» What is expected:
Show each line of the records that contains the string "white", copying every such line in full. Case counts when matching.

━━━━━ Data shown ━━━━━

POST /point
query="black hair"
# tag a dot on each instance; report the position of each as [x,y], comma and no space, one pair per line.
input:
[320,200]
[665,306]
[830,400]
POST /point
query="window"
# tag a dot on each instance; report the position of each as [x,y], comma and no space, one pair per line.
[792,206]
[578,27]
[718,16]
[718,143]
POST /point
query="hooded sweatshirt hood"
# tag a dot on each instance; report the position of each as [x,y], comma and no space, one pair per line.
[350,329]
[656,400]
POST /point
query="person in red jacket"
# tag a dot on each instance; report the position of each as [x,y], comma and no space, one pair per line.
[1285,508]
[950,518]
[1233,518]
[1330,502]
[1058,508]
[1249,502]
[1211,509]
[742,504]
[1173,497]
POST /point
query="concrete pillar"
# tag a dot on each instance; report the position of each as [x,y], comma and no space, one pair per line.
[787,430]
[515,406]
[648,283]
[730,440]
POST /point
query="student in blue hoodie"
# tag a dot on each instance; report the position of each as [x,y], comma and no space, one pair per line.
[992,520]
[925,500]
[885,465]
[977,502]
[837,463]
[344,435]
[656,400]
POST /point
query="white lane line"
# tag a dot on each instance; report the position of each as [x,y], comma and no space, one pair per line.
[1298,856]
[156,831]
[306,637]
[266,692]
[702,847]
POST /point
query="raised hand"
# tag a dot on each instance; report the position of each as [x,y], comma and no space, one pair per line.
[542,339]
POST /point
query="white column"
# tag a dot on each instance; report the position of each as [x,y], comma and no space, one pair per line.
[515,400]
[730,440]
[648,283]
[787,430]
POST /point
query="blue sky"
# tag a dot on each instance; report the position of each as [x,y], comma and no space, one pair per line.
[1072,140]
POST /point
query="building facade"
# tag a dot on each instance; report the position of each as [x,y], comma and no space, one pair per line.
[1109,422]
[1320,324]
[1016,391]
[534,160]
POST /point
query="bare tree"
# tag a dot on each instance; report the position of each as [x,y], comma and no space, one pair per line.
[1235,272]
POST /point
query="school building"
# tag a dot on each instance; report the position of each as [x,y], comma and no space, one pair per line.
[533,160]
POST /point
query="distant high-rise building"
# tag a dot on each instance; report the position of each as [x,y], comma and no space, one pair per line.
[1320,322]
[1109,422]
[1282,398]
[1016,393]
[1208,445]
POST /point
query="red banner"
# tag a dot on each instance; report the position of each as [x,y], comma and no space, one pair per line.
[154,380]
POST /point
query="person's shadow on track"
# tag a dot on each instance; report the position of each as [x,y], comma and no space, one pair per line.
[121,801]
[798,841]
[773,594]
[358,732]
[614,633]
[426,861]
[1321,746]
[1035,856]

━━━━━

» The reply:
query="white lane line"
query="white column"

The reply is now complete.